◆ **Document extract**:
##########

High cholesterol levels from birth can be caused by a common genetic condition called familial hypercholesterolemia (FH). It can lead to a high risk of coronary heart disease from an early age, and some estimates suggest that by the age of 70, one in every two patients with FH would have had a coronary heart disease event.
The good news is that the increased risk of coronary heart disease for FH patients can be managed and reduced with lifestyle modifications and lipid-lowering medications that are effective and generally safe. Also, people with FH can be identified with precision using a single DNA test.
The less-than-good news is, however, that few Australians have access to this DNA testing to detect their risk of FH.
More than 30,000 people in Australia are living with FH, but estimates show only 5-10% are being diagnosed.
Identifying these individuals and lowering their cholesterol levels is vital to lowering their risk of suffering from premature coronary heart disease, which can be fatal.
Limited testing part of a missed opportunity
This missed opportunity for diagnosis is likely due to many factors, but a large part, we believe, could be due to limited access to DNA testing currently offered through the Australian public healthcare system.
The strict eligibility criteria set for DNA testing means only a small number of people meet the conditions for testing, leaving the majority of the FH population undiagnosed and untreated.
Our position is that offering universal access (that is, testing everyone in a population) to DNA testing for FH in early adulthood via the public healthcare system could identify thousands more people with FH early, who could then be provided access to prevention that would save lives. Our ideas are outlined in this new paper in the European Heart Journal.
This strategy could be cost-effective for the health system and society as a whole, since it will decrease the medical costs of treatment and management of established coronary heart disease, and potentially less loss of productivity.
Using demographic data from Australia, and published data from these main cohort studies from FH patients, we built a mathematical model that estimates coronary heart disease and premature death for everyone living with FH in Australia. The model was validated by cardiologists and epidemiologists to ensure all the assumptions made were accurate and represent the nature of the disease with as much precision as possible.
The more patients we are able to detect and treat, the lower the risk of coronary heart disease.

##########

◆ **Extracted records**:

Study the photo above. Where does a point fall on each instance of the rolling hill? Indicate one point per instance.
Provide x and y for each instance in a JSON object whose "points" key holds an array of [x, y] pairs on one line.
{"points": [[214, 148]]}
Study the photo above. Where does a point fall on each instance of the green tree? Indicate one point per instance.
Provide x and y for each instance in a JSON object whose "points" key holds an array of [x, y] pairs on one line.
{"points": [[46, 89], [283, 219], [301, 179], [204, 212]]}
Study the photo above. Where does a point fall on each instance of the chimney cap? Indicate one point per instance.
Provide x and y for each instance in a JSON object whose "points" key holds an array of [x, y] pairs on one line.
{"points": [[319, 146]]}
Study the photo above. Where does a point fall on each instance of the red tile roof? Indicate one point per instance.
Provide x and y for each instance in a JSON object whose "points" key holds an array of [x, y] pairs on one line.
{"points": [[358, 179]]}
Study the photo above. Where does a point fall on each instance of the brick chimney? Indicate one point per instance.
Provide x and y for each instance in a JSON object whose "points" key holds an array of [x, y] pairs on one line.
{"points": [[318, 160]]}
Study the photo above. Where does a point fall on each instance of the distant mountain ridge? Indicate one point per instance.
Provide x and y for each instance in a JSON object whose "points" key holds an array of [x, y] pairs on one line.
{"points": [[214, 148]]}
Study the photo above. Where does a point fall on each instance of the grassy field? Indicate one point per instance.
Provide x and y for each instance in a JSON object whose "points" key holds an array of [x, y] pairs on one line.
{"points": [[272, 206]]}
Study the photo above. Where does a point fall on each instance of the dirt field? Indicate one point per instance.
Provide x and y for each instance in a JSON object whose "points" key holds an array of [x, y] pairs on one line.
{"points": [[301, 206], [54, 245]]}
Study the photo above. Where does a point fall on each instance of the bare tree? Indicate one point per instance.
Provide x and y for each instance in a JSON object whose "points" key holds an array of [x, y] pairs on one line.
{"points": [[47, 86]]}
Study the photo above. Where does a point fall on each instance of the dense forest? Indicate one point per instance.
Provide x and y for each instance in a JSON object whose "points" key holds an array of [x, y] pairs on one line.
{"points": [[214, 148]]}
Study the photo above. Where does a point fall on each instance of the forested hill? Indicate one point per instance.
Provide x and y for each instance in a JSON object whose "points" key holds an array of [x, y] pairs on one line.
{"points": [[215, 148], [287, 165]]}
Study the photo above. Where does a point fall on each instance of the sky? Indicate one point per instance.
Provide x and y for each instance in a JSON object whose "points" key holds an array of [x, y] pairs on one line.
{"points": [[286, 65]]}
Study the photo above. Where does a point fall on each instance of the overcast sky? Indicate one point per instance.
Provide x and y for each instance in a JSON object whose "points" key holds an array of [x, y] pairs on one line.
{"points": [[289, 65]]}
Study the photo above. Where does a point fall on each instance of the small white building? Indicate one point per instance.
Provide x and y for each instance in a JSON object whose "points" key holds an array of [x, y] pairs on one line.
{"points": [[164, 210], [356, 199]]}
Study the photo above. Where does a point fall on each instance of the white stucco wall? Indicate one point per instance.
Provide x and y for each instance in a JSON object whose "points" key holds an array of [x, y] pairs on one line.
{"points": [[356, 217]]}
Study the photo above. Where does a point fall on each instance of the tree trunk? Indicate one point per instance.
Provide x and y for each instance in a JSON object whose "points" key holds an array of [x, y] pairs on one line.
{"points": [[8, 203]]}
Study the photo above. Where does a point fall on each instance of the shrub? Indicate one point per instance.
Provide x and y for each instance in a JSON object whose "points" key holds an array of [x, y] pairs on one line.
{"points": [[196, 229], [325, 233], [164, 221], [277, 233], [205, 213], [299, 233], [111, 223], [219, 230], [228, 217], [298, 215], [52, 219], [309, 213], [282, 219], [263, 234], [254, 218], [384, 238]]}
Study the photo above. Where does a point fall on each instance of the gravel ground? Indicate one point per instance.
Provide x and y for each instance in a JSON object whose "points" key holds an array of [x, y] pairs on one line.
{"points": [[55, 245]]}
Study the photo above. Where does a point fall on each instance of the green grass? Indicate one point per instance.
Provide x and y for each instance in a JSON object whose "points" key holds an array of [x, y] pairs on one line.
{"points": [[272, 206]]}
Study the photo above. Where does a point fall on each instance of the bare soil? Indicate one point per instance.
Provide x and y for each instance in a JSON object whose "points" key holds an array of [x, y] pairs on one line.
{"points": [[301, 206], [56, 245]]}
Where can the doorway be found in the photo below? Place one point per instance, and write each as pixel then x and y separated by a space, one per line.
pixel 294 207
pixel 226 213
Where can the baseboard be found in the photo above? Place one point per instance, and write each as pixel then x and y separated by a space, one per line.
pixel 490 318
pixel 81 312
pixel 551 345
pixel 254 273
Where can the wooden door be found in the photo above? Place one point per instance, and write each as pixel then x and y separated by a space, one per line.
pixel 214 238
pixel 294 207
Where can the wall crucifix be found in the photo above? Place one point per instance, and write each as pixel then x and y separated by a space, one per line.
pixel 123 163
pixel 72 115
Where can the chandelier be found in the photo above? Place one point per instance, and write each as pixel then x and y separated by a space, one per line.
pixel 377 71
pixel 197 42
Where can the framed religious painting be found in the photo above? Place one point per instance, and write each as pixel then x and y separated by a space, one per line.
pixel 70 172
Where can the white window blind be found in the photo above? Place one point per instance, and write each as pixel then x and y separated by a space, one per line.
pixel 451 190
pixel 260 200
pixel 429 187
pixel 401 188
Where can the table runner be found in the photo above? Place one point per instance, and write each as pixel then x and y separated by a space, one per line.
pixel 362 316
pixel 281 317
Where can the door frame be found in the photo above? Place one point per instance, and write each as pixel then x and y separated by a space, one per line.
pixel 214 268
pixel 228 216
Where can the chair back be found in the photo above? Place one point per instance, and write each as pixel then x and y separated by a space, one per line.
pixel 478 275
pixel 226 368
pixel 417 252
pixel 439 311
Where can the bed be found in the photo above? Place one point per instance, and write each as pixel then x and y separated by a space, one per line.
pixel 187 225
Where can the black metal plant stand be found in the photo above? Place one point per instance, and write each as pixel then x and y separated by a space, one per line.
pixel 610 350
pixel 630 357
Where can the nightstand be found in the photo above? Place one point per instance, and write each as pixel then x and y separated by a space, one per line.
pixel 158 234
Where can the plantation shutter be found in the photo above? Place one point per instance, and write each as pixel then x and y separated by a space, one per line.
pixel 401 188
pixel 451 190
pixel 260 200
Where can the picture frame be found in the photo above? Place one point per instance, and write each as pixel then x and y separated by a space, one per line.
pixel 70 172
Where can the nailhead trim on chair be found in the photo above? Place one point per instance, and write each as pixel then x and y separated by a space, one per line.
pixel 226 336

##########

◆ **Problem details**:
Decide whether each statement below agrees with the text on familial hypercholesterolemia. For each, answer yes or no and quote the deciding words. (a) Estimates show that only a small share of people in Australia living with FH are being diagnosed. (b) The authors propose universal DNA testing for FH in childhood. (c) Geneticists validated the mathematical model.

◆ **Task solution**:
(a) Yes: "estimates show only 5-10% are being diagnosed"
(b) No: "to DNA testing for FH in early adulthood via the public healthcare system"
(c) No: "The model was validated by cardiologists and epidemiologists"